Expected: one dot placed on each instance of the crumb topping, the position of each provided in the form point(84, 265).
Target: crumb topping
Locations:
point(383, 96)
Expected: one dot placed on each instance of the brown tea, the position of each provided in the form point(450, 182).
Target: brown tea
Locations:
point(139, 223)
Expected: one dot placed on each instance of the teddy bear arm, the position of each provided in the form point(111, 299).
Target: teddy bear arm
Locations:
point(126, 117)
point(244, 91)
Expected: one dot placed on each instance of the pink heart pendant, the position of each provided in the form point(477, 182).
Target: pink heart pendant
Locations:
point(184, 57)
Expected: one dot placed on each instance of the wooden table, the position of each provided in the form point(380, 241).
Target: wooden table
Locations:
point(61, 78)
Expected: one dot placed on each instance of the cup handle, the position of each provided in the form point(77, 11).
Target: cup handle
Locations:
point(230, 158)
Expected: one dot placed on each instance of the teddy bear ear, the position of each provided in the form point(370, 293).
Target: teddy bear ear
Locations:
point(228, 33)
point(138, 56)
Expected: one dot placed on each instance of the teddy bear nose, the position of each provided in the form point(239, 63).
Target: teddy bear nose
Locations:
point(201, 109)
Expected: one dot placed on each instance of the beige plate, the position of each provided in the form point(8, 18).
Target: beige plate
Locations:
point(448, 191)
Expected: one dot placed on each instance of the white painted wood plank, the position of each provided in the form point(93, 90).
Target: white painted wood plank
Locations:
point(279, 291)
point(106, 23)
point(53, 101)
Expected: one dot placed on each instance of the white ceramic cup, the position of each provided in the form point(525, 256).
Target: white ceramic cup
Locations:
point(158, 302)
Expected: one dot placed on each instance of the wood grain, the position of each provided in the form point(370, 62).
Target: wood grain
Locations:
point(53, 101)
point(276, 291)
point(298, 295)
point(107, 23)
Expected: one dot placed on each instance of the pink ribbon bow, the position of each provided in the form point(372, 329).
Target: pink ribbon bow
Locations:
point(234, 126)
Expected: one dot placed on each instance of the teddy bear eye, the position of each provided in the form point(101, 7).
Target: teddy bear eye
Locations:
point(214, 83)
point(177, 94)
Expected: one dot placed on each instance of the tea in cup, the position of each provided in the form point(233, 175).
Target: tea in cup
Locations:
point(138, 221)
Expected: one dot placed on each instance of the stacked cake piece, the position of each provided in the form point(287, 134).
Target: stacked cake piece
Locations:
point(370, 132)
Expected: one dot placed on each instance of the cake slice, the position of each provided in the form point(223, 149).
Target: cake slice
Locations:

· · · · ·

The request:
Starting with the first line of the records and going on through the line with "point(244, 91)", rewrite those lines in full, requests included. Shift every coordinate in the answer points up by 133, and leave the numbers in the requests and their format samples as they are.

Solution:
Expected: one dot placed on each instance of the crumb topping, the position of each provided in the form point(84, 265).
Target: crumb topping
Locations:
point(516, 229)
Expected: one dot placed on each instance of the brown tea, the position of each provided in the form point(450, 182).
Target: brown tea
Locations:
point(272, 356)
Expected: one dot placed on each instance of the teddy bear arm, the position of each provided in the form point(111, 299).
Target: teddy bear arm
Locations:
point(259, 250)
point(377, 224)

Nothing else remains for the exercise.